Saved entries

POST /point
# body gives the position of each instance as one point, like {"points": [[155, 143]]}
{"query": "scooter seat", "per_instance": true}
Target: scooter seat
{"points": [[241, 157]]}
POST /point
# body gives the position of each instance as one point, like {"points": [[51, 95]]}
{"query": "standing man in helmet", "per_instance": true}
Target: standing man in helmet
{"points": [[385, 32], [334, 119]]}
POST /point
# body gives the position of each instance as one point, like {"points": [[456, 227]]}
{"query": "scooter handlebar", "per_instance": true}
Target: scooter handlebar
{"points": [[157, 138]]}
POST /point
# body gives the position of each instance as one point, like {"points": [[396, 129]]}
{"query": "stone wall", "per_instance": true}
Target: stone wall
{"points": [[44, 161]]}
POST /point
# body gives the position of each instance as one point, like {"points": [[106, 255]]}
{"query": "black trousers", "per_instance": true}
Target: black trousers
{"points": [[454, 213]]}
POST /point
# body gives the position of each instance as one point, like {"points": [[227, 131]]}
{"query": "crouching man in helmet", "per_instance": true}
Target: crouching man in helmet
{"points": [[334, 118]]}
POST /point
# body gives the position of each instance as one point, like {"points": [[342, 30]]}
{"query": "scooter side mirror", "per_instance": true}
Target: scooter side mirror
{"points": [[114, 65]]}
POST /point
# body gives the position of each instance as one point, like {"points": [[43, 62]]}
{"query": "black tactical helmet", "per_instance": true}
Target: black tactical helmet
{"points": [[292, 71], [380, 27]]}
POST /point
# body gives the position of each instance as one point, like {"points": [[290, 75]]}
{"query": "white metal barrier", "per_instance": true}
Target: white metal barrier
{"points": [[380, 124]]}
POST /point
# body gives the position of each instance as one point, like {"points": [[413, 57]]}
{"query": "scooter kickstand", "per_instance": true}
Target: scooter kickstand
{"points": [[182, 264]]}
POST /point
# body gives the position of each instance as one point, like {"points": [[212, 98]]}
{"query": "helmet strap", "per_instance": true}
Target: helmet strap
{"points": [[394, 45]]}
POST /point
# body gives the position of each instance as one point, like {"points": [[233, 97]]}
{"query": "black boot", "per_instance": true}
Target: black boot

INSTRUCTIONS FOR THE TASK: Repeat the data above exactly.

EXERCISE RESULT:
POST /point
# body gives the position of each instance as one point, like {"points": [[155, 143]]}
{"query": "scooter seat", "per_instance": true}
Target: scooter seat
{"points": [[241, 157]]}
POST /point
# body gives the position of each instance as one point, like {"points": [[51, 95]]}
{"query": "standing man in helmet", "per_instance": true}
Target: standing man in helmet
{"points": [[385, 32], [334, 119]]}
POST /point
# body gives the position of each instance as one point, like {"points": [[456, 227]]}
{"query": "scooter handlebar", "per_instance": true}
Target: scooter handlebar
{"points": [[157, 138]]}
POST /point
# body gives the position of each instance as one point, like {"points": [[396, 129]]}
{"query": "stone wall", "per_instance": true}
Target: stone wall
{"points": [[44, 161]]}
POST /point
# body gives the position of each instance as one point, like {"points": [[106, 255]]}
{"query": "black trousers", "per_instance": true}
Target: black trousers
{"points": [[454, 213]]}
POST /point
# body gives the position of each instance as one point, like {"points": [[227, 131]]}
{"query": "crouching man in helmet", "per_instance": true}
Target: crouching man in helmet
{"points": [[334, 118]]}
POST /point
# body gives the position of each instance as one point, like {"points": [[342, 30]]}
{"query": "scooter side mirror", "per_instance": true}
Target: scooter side mirror
{"points": [[114, 65]]}
POST /point
# body gives the position of each instance as one point, like {"points": [[43, 62]]}
{"query": "black tactical helmet", "per_instance": true}
Target: black tactical helmet
{"points": [[292, 71], [380, 27]]}
POST /point
# body gives the position of each instance as one point, like {"points": [[290, 75]]}
{"query": "white metal barrier", "per_instance": true}
Target: white metal barrier
{"points": [[380, 124]]}
POST /point
# body gives the position of each instance as one point, like {"points": [[413, 57]]}
{"query": "scooter kickstand", "per_instance": true}
Target: scooter kickstand
{"points": [[182, 264]]}
POST /point
# body gives the position of each instance as one point, like {"points": [[212, 98]]}
{"query": "helmet strap", "per_instance": true}
Target: helmet strap
{"points": [[394, 45]]}
POST /point
# body gives the position of each instance as one point, like {"points": [[233, 97]]}
{"query": "black boot", "per_instance": true}
Target: black boot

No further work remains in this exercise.